_Exercise brief:_ The listing below should be printed again word for word, without any images.

_Source material:_
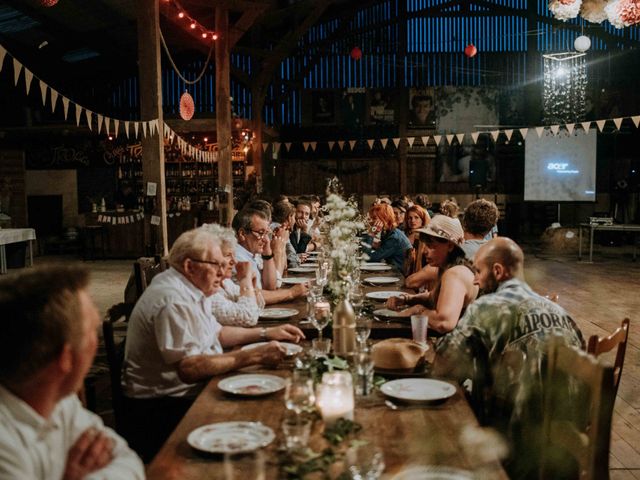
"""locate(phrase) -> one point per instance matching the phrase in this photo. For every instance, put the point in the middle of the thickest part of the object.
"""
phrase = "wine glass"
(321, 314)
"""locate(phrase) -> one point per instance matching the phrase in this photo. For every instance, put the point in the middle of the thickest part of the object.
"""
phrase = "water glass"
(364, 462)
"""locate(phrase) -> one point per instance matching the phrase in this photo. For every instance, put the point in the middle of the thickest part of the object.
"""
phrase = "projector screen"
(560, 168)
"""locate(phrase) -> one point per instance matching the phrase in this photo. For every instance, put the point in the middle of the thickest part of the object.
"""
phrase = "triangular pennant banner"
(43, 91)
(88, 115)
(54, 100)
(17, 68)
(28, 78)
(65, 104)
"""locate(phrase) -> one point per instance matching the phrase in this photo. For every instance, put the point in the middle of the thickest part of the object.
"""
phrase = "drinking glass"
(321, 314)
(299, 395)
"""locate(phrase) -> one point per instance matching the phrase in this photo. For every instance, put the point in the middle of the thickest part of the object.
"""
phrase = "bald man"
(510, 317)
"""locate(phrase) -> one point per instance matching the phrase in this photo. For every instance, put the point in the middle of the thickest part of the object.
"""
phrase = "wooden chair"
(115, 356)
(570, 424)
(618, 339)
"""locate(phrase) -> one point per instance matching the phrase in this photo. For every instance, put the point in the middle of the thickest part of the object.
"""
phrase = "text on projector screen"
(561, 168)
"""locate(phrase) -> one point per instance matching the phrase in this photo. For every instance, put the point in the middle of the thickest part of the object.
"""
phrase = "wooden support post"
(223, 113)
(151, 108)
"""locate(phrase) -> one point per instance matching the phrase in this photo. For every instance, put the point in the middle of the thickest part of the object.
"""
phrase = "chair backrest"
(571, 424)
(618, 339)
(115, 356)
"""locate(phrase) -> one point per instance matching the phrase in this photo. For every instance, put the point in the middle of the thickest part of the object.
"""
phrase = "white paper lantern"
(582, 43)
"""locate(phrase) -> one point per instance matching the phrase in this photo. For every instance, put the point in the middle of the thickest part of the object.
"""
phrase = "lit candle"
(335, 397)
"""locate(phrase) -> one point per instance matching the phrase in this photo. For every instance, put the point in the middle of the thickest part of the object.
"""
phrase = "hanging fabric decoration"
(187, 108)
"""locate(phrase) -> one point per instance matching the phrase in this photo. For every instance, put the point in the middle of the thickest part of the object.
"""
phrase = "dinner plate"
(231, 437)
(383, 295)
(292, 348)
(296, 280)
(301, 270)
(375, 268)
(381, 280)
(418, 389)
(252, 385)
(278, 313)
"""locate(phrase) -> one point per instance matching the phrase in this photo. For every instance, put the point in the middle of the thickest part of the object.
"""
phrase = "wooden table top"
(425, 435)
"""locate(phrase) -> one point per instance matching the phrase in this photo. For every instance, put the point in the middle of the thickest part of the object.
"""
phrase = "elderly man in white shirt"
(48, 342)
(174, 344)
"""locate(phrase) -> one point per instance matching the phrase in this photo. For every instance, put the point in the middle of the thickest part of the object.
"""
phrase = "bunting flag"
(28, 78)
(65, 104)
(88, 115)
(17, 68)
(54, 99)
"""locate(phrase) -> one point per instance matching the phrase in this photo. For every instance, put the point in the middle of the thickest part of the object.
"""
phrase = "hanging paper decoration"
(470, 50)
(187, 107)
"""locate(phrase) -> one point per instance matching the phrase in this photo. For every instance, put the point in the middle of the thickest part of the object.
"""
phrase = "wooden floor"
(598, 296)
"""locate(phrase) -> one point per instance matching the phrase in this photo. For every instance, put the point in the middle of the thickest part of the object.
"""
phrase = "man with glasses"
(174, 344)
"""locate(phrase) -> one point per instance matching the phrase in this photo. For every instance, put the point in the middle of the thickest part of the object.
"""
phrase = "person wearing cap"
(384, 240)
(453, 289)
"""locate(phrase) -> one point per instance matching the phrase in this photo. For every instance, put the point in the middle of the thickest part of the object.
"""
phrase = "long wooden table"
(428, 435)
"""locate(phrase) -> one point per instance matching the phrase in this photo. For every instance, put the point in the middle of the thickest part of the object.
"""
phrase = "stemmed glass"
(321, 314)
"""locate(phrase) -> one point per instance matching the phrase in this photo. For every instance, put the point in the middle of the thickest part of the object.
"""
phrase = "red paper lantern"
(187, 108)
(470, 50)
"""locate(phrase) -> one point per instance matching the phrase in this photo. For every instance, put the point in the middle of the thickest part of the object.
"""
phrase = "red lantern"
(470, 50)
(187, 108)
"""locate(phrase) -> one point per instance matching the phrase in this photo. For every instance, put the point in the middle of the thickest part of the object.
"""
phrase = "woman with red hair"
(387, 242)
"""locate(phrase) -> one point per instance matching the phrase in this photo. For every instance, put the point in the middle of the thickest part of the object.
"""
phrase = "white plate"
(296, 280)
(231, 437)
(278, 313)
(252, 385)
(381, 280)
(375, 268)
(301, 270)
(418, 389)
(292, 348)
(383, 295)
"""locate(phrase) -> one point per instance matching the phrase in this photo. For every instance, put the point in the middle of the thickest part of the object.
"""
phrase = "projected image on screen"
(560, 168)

_Exercise solution:_
"""locate(phrase) -> one point per instance matching the phrase in this photo. For every instance, put the point in the middle of the thickest part of the object.
"""
phrase = "wine glass"
(321, 314)
"""locate(phrase) -> one point per instance matching the phrase in this photo. For every instance, put the point in the middle of the thickest part of the object.
"""
phrase = "water glass"
(364, 462)
"""locate(phrase) -> one point per instance matching the phrase in this photo. For every instance, put the point in the middle of the thickest part of the object.
"""
phrase = "projector screen"
(560, 168)
"""locate(phrase) -> one point per instance matching the phrase in this photo. For every instance, put the point in the middle of the thickest part of the object.
"""
phrase = "triangular pennant banner"
(43, 91)
(88, 115)
(54, 100)
(17, 68)
(28, 78)
(65, 104)
"""locate(phrase) -> one point per instance matching the phrase in this photo. For every instance, put the point in the middle of the thickest part of the object.
"""
phrase = "drinking glass"
(321, 314)
(299, 395)
"""locate(phrase) -> one point per instance matching the phrase in this photo. For every instance, put the point in the middle of the thickest part of the object.
"""
phrase = "bald man"
(510, 317)
"""locate(phrase) -> one point per instance matching the phrase in this photo. For every instance, put the point in the middle of the thickest part of the object.
"""
phrase = "wooden chair"
(115, 356)
(570, 424)
(618, 339)
"""locate(phrase) -> one point per instance matching the phrase in this photo. For every instance, put the point in the middle of the thickest part of the object.
"""
phrase = "text on projector screen"
(561, 168)
"""locate(phrase) -> one point per instance matching the phrase in this photo. For every instance, put the point in the middle of the thickest part of the object.
"""
phrase = "wooden support post"
(223, 113)
(151, 108)
"""locate(phrase) -> one point per instance matching the phrase in this photo. For every instance, put the point in the middle of the thickest part of the object.
"""
phrase = "chair backrest"
(571, 424)
(618, 339)
(115, 356)
"""locate(phrase) -> one point per instance matching the phrase in this photo. For every instance, put the point in the middle of the thickest part of the object.
"""
phrase = "white paper lantern"
(582, 43)
"""locate(phrase) -> one point per instance matching the phrase in this photo. For every instance, put the point in the middle of the thickest part of the object.
"""
phrase = "lit candle"
(335, 397)
"""locate(phrase) -> one point per instance matching the phrase in this photo. For every instance, put the point in the middle of the thickest part of the object.
"""
phrase = "hanging fabric decoration"
(187, 108)
"""locate(phrase) -> one point per instance matching the phrase in this photo. For every instance, put the point in the middle of the thickest part of the object.
"""
phrase = "dinner plate"
(231, 437)
(383, 295)
(292, 348)
(296, 280)
(301, 270)
(375, 268)
(381, 280)
(418, 389)
(252, 385)
(278, 313)
"""locate(phrase) -> one point per instance matching the phrase in this photo. For every instance, put the point in the middle of the thickest part of the object.
"""
phrase = "wooden table top"
(425, 435)
"""locate(phrase) -> one point per instance matching the phrase in this photo. For every instance, put the point in the middle of the thickest part of the object.
"""
phrase = "elderly man in white shirt"
(48, 342)
(174, 344)
"""locate(phrase) -> one point per instance matching the phrase in this photo. For every instance, put the point in the middle of the thickest part of the object.
"""
phrase = "bunting flag"
(28, 78)
(65, 104)
(88, 115)
(17, 68)
(54, 99)
"""locate(phrase) -> one point per instance matching the phrase in this photo. For every instance, put the point in the middle of the thickest part of the object.
"""
phrase = "hanging paper decoration"
(470, 50)
(187, 107)
"""locate(phrase) -> one point per instance matching the phrase in this photo. For every instance, put the point in the middle of the thickest part of the object.
"""
phrase = "wooden floor"
(598, 296)
"""locate(phrase) -> one point per instance matching the phrase in this photo. For every instance, put the point in the middle of the thickest part of the object.
"""
phrase = "man with glasses"
(174, 344)
"""locate(phrase) -> one point per instance matching the phrase in this photo. For every instance, put the point in the middle of the thickest part of the object.
"""
phrase = "person wearing cap"
(384, 240)
(453, 289)
"""locate(phrase) -> one point per instance matching the phrase in this photo. For every instance, put the point in the middle of the thickest part of the object.
"""
phrase = "long wooden table"
(428, 435)
"""locate(phrase) -> one point per instance matching the phrase in this photo. For every instance, put the point in the middle of the thickest part of the object.
"""
phrase = "stemmed glass"
(321, 314)
"""locate(phrase) -> one point per instance matching the phrase in this photo. For every instance, put the point in the middle of the thickest part of the object.
"""
phrase = "red paper lantern"
(187, 108)
(470, 50)
"""locate(phrase) -> one point per instance matching the phrase in this photo. For every instance, put the point in the middle of the thickest part of the object.
"""
phrase = "red lantern"
(470, 50)
(187, 108)
"""locate(phrase) -> one point per instance matching the phrase in this photo. For every instance, put the point in the middle of the thickest part of the object.
"""
phrase = "woman with red hair"
(387, 242)
"""locate(phrase) -> one point per instance matching the phrase in this photo. For every instance, put the point in the middle of the thickest part of the object.
"""
phrase = "white plate"
(296, 280)
(231, 437)
(278, 313)
(252, 385)
(381, 280)
(375, 268)
(301, 270)
(418, 389)
(292, 348)
(383, 295)
"""locate(phrase) -> one point per instance matching the phrase in this photo. For every instance, put the point in the middle of the thickest part of the object.
"""
phrase = "projected image on screen"
(560, 168)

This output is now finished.